>> begin Records shown
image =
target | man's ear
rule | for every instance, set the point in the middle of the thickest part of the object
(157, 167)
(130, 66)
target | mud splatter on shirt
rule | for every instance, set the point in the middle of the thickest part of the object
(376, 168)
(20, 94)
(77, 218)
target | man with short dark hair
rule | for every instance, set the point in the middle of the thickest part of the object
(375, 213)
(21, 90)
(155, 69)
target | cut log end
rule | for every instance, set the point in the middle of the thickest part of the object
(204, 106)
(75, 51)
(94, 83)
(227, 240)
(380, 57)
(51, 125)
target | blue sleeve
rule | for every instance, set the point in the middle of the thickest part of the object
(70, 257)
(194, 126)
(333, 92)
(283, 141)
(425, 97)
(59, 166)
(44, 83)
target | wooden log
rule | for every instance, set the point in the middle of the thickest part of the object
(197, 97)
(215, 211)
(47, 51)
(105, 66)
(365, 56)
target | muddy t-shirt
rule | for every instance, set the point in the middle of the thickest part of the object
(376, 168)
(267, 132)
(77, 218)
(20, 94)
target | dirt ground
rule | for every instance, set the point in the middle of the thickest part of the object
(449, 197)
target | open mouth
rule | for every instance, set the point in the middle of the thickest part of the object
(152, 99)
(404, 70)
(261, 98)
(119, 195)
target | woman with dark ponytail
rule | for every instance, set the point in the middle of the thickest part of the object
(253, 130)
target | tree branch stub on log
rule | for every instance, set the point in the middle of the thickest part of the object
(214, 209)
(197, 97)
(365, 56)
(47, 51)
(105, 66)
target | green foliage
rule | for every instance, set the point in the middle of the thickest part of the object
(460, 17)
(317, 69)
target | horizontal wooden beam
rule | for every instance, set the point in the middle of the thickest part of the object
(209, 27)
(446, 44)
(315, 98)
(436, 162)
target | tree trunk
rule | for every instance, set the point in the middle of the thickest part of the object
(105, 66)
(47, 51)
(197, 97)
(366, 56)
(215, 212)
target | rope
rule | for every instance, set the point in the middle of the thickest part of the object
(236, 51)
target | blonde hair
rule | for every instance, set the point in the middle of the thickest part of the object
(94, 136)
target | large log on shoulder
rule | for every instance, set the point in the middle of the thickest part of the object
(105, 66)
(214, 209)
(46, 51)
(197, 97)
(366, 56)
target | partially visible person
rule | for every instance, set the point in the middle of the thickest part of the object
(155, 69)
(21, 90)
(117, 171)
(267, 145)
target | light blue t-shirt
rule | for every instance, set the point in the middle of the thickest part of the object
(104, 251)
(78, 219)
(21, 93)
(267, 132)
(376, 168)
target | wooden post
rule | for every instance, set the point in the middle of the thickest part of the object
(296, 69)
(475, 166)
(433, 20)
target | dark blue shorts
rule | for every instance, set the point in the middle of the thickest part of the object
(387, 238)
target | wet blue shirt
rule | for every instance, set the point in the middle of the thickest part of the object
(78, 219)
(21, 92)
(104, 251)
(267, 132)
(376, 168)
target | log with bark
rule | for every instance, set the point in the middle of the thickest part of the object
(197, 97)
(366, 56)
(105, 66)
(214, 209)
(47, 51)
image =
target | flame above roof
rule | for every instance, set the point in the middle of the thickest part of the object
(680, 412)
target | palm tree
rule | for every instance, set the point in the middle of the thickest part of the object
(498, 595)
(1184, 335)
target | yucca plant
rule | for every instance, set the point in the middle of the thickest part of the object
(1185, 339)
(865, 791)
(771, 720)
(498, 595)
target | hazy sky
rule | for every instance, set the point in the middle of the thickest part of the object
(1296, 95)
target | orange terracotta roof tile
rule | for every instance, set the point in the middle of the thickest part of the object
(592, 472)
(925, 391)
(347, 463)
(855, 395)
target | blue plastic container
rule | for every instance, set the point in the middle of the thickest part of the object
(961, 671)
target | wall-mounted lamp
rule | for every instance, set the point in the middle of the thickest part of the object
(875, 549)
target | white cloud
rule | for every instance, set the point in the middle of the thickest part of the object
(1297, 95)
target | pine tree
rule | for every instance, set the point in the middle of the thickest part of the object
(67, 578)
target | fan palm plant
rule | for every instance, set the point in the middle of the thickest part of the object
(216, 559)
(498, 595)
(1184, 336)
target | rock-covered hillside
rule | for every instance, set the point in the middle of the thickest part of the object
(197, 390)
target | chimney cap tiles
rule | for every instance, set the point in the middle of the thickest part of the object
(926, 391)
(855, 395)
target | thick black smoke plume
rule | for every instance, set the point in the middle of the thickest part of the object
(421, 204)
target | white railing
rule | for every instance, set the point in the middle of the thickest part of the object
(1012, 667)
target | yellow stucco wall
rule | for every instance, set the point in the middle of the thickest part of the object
>> end Records shown
Return verbatim the lines of the records above, beginning at the line that contains "target | orange terracotta roof tile" and ending after the line that contains "(1184, 336)", with both of those lines included.

_Task result_
target | orange terracotta roof tile
rule | for every instance, set the point in the middle of the thickest part of the object
(592, 472)
(925, 391)
(347, 463)
(855, 395)
target | blue plastic container
rule | for every instance, set the point in the middle of the thickest part of the object
(961, 671)
target | wall-mounted lamp
rule | for every instance, set the point in the middle of the thickest part of the object
(875, 549)
target | white cloud
rule | for every instance, set the point in the middle of the thickest part of the object
(1297, 95)
target | pine tree
rule | for every instance, set the point in the middle of the thickest part of the object
(67, 578)
target | fan palm plant
rule | for every instance, set the point in the middle of the thickest part of the object
(216, 559)
(498, 595)
(1184, 336)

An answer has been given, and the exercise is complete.